[Extract provided Boundary: Start]

Lions Chair of Ophthalmology
Through the support of the Lions Clubs of Western Australia, the Foundation continues to fund the Lions Chair of Ophthalmology first endowed in 1973 when Professor Ian Constable was appointed to the position. Professor Constable stepped down as Managing Director of the Institute in March 2009 and his position was taken up by Professor David Mackey, the internationally renown expert in the field of ophthalmology genetics. Professor David Mackey also took up the Lions Chair of Ophthalmology at UWA.
The Foundation continues to contribute towards the salaries of the LEI Managing Director Professor David Mackey and the Research Director Professor Mariapia Delgi-Esposti.
The Lions Save-Sight Foundation is committed to supporting the Lions Eye Institute by awarding Scholarships to enable world class medical scientists and researchers to work at the Institute.
This support consists of the Jack Hoffman Scholarship for an appointee to conduct a sight project for one year at the LEI, and the LSSF and LEI jointly funded Brian King Post Doctoral Fellowship.
The Lions Save-Sight Foundation also provides ongoing funding for research and equipment for the world class scientists conducting ground breaking research at the Institute.

[Extract provided Boundary: End]

- Work instruction 1
Transcribe the passage on the Lions Chair of Ophthalmology, starting at "This support consists" and ending at "Post Doctoral Fellowship.".
- Work instruction 2
According to the passage on the Lions Chair of Ophthalmology, who took over as Managing Director of the Institute when Professor Constable stepped down in March 2009?

[The data Boundary: Start]

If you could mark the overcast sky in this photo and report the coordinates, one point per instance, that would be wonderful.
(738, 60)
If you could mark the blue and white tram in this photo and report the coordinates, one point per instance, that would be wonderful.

[The data Boundary: End]

- Final answer 1
This support consists of the Jack Hoffman Scholarship for an appointee to conduct a sight project for one year at the LEI, and the LSSF and LEI jointly funded Brian King Post Doctoral Fellowship.

- Final answer 2
Professor David Mackey